Convert every line of the records into a JSON list of strings, with one string per line and blank lines omitted.
[start Stored records]
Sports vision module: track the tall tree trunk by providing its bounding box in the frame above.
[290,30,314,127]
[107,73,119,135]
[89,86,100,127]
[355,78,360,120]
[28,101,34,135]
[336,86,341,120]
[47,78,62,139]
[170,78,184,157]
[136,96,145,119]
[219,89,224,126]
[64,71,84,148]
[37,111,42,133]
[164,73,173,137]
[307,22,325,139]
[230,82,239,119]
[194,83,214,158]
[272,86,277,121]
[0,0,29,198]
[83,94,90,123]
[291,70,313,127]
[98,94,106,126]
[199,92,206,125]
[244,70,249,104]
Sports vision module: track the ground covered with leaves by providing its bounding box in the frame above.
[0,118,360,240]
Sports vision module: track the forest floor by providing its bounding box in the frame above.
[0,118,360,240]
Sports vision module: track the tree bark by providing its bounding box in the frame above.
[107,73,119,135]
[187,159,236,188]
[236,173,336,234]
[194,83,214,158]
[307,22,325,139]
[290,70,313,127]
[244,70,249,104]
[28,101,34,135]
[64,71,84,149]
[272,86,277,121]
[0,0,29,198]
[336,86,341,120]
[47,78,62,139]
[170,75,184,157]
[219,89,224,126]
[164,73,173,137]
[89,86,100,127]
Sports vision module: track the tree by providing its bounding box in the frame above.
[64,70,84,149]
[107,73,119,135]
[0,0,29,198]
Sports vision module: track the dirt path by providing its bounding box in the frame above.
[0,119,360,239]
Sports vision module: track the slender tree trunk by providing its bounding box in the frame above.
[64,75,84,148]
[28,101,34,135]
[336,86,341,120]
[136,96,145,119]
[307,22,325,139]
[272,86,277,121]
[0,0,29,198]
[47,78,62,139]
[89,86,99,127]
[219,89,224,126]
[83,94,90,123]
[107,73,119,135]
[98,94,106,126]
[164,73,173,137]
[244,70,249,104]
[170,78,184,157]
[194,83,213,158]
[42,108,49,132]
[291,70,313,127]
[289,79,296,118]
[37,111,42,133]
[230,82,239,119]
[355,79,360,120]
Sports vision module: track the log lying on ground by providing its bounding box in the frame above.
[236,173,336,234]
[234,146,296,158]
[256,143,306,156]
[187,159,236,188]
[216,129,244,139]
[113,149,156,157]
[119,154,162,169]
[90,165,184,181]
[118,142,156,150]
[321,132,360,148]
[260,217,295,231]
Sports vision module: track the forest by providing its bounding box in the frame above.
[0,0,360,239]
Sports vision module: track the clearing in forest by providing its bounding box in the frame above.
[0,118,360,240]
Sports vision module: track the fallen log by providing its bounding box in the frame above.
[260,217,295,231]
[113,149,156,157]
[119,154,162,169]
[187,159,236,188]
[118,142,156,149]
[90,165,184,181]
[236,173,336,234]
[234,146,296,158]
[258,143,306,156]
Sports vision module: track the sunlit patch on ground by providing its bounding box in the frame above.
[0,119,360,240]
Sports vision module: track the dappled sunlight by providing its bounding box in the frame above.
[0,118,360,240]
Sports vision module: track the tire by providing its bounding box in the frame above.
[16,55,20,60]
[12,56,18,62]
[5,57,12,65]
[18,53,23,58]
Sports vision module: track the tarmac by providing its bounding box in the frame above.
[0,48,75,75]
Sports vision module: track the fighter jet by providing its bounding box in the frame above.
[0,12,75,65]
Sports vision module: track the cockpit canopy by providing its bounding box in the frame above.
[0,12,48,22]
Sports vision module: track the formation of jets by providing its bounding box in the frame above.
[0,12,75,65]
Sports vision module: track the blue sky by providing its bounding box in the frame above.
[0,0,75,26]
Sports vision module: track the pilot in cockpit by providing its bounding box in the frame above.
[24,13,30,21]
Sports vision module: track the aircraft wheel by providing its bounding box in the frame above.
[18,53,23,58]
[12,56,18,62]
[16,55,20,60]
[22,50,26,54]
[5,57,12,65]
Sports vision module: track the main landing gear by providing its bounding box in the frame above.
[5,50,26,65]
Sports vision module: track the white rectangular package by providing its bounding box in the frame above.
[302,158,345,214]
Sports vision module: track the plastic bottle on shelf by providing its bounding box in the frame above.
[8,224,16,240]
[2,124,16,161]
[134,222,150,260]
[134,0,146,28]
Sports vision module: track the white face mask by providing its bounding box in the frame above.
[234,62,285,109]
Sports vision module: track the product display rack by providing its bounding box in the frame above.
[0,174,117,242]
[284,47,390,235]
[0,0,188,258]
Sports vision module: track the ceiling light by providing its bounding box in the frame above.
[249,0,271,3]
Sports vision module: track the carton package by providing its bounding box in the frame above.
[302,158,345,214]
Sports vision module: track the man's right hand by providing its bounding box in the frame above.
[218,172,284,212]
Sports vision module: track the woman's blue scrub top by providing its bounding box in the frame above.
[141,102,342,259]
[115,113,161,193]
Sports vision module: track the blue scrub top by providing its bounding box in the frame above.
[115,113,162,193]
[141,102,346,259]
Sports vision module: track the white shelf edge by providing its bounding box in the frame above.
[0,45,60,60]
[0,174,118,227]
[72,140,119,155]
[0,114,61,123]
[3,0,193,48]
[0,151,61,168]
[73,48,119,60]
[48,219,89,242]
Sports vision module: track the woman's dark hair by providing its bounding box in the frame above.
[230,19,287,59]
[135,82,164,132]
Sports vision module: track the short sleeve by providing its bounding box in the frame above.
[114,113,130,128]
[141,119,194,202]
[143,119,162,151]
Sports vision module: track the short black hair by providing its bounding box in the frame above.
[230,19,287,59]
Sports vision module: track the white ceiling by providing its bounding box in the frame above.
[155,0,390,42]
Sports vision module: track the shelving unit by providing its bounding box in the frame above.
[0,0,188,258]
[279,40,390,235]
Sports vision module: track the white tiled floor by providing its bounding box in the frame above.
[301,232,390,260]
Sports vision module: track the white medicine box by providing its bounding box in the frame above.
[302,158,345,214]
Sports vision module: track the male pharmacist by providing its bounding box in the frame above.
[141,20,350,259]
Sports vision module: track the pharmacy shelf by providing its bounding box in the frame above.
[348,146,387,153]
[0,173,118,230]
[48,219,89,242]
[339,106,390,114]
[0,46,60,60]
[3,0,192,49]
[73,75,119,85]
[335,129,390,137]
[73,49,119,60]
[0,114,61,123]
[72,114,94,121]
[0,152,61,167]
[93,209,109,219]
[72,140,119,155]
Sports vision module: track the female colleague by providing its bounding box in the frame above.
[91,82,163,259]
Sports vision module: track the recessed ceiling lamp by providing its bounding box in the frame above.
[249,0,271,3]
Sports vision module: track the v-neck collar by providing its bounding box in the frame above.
[end Stored records]
## Exercise solution
[
  "Sports vision module: track the tall tree trunk by providing its bounding box in the frame above.",
  "[290,30,314,127]",
  "[107,73,119,135]",
  "[89,86,100,127]",
  "[355,78,360,120]",
  "[28,101,34,135]",
  "[336,86,341,120]",
  "[47,78,62,139]",
  "[170,78,184,157]",
  "[136,96,145,119]",
  "[219,89,224,126]",
  "[64,71,84,148]",
  "[37,111,42,133]",
  "[164,73,173,137]",
  "[307,22,325,139]",
  "[230,82,239,119]",
  "[194,83,214,158]",
  "[272,86,277,121]",
  "[0,0,29,198]",
  "[83,94,90,123]",
  "[291,70,313,127]",
  "[98,94,106,126]",
  "[199,92,206,125]",
  "[244,70,249,104]",
  "Sports vision module: track the ground covered with leaves by providing its bounding box in the frame above.",
  "[0,118,360,240]",
  "Sports vision module: track the forest floor by providing its bounding box in the frame above.",
  "[0,118,360,240]",
  "Sports vision module: track the tree bark by providing its bounding box in the frame above.",
  "[107,73,119,135]",
  "[187,159,236,188]",
  "[236,173,336,234]",
  "[194,83,214,158]",
  "[307,22,325,139]",
  "[290,70,313,127]",
  "[244,70,249,104]",
  "[28,101,34,135]",
  "[64,71,84,149]",
  "[272,86,277,121]",
  "[0,0,29,198]",
  "[336,86,341,120]",
  "[47,78,62,139]",
  "[170,75,184,157]",
  "[219,89,224,126]",
  "[164,73,173,137]",
  "[89,86,100,127]",
  "Sports vision module: track the tree by providing its bounding box in the frame above.",
  "[64,70,84,149]",
  "[107,73,119,135]",
  "[0,0,29,198]",
  "Sports vision module: track the dirt path by providing its bounding box in the frame above.",
  "[0,119,360,239]",
  "Sports vision module: track the slender tree trunk by providing its bounding box in the frame above.",
  "[64,75,84,148]",
  "[28,101,34,135]",
  "[336,86,341,120]",
  "[136,96,145,119]",
  "[307,22,325,139]",
  "[272,86,277,121]",
  "[0,0,29,198]",
  "[47,78,62,139]",
  "[89,86,99,127]",
  "[219,89,224,126]",
  "[83,94,90,123]",
  "[107,73,119,135]",
  "[98,94,106,126]",
  "[164,73,173,137]",
  "[244,70,249,104]",
  "[170,78,184,157]",
  "[194,83,213,158]",
  "[42,108,49,132]",
  "[291,70,313,127]",
  "[289,79,296,118]",
  "[37,111,42,133]",
  "[230,82,239,119]",
  "[355,79,360,120]",
  "Sports vision module: track the log lying on ground by providing its bounding box in the frame above.",
  "[236,173,336,234]",
  "[234,146,296,158]",
  "[256,143,306,156]",
  "[187,159,236,188]",
  "[216,129,244,139]",
  "[113,149,156,157]",
  "[119,154,162,169]",
  "[90,165,184,181]",
  "[118,142,156,150]",
  "[321,132,360,148]",
  "[260,217,295,231]",
  "Sports vision module: track the forest by providing its bounding box in the frame above.",
  "[0,0,360,239]",
  "Sports vision module: track the clearing in forest by providing its bounding box in the frame above.",
  "[0,118,360,240]",
  "Sports vision module: track the fallen log by providing its bounding box in the frame above.",
  "[260,217,295,231]",
  "[113,149,156,157]",
  "[119,154,162,169]",
  "[187,159,236,188]",
  "[118,142,156,149]",
  "[90,165,184,181]",
  "[236,173,336,234]",
  "[234,146,296,158]",
  "[258,143,306,156]",
  "Sports vision module: track the sunlit patch on ground by providing its bounding box in the frame above.",
  "[0,119,360,240]",
  "Sports vision module: track the dappled sunlight by providing its bounding box in the frame above.",
  "[0,118,360,240]",
  "Sports vision module: track the tire by providing its bounding box in the frame above.",
  "[16,55,20,60]",
  "[12,56,18,62]",
  "[5,57,12,65]",
  "[18,53,23,58]",
  "Sports vision module: track the tarmac by providing its bounding box in the frame above.",
  "[0,48,75,75]",
  "Sports vision module: track the fighter jet by providing its bounding box in the frame above.",
  "[0,12,75,65]",
  "Sports vision module: track the cockpit canopy by providing its bounding box in the frame above.",
  "[0,12,48,22]",
  "Sports vision module: track the formation of jets by providing its bounding box in the frame above.",
  "[0,12,75,65]",
  "Sports vision module: track the blue sky by providing its bounding box in the frame above.",
  "[0,0,75,26]",
  "Sports vision module: track the pilot in cockpit by providing its bounding box in the frame above.",
  "[24,13,30,21]",
  "Sports vision module: track the aircraft wheel by providing its bounding box in the frame above.",
  "[18,53,23,58]",
  "[12,56,18,62]",
  "[16,55,20,60]",
  "[22,50,26,54]",
  "[5,57,12,65]",
  "Sports vision module: track the main landing gear by providing its bounding box in the frame above.",
  "[5,50,26,65]",
  "Sports vision module: track the white rectangular package by providing its bounding box in the frame above.",
  "[302,158,345,214]",
  "Sports vision module: track the plastic bottle on shelf by providing its bounding box in the frame above.",
  "[8,224,16,240]",
  "[2,124,16,161]",
  "[134,222,150,260]",
  "[134,0,146,28]",
  "Sports vision module: track the white face mask by providing its bounding box in the frame above.",
  "[234,62,285,109]",
  "Sports vision module: track the product display rack by providing its bounding box in the frame above.",
  "[0,174,117,242]",
  "[284,47,390,235]",
  "[0,0,188,258]",
  "Sports vision module: track the ceiling light by providing its bounding box in the frame above.",
  "[249,0,271,3]",
  "Sports vision module: track the carton package by providing its bounding box in the frame above.",
  "[302,158,345,214]",
  "Sports vision module: track the man's right hand by providing its bounding box in the frame above.",
  "[218,172,284,212]",
  "Sports vision module: track the woman's blue scrub top by providing its bounding box in the frame above.",
  "[141,102,342,259]",
  "[115,113,161,193]",
  "Sports vision module: track the blue scrub top by providing its bounding box in the frame above.",
  "[115,113,162,193]",
  "[141,102,346,259]",
  "Sports vision module: track the white shelf edge by providing its bounding box in the frame above.",
  "[0,45,60,60]",
  "[0,174,118,227]",
  "[72,140,119,155]",
  "[0,114,61,123]",
  "[3,0,193,48]",
  "[0,151,61,168]",
  "[73,48,119,60]",
  "[48,219,89,242]",
  "Sports vision module: track the woman's dark hair by providing its bounding box in the frame above.",
  "[230,19,287,59]",
  "[135,82,164,132]",
  "Sports vision module: track the short sleeve by providing its bounding box in the frame above.",
  "[114,113,130,128]",
  "[141,119,194,202]",
  "[143,119,162,151]",
  "Sports vision module: track the short black hair by providing its bounding box in the frame above.",
  "[230,19,287,59]",
  "Sports vision module: track the white ceiling by providing its bounding box in the frame above.",
  "[155,0,390,42]",
  "Sports vision module: track the shelving unit by providing its bounding box in the frame above.",
  "[0,0,188,258]",
  "[279,40,390,235]",
  "Sports vision module: track the white tiled floor by providing its bounding box in the frame above.",
  "[301,232,390,260]",
  "Sports vision module: track the white medicine box by providing its bounding box in the frame above.",
  "[302,158,345,214]",
  "Sports vision module: track the male pharmacist by providing its bounding box in the frame above.",
  "[141,20,350,259]",
  "Sports vision module: track the pharmacy shelf by providing its bounding box in the frame above.",
  "[348,146,387,153]",
  "[0,173,118,230]",
  "[48,219,89,242]",
  "[339,106,390,114]",
  "[0,46,60,60]",
  "[3,0,192,49]",
  "[73,75,119,85]",
  "[335,129,390,137]",
  "[73,49,119,60]",
  "[0,114,61,123]",
  "[72,114,94,121]",
  "[0,152,61,167]",
  "[93,209,109,219]",
  "[72,140,119,155]",
  "Sports vision module: track the female colleague by providing its bounding box in the frame above.",
  "[91,82,163,259]",
  "Sports vision module: track the recessed ceiling lamp by providing its bounding box in the frame above.",
  "[249,0,271,3]",
  "Sports vision module: track the v-neck collar by providing its bounding box in the frame above."
]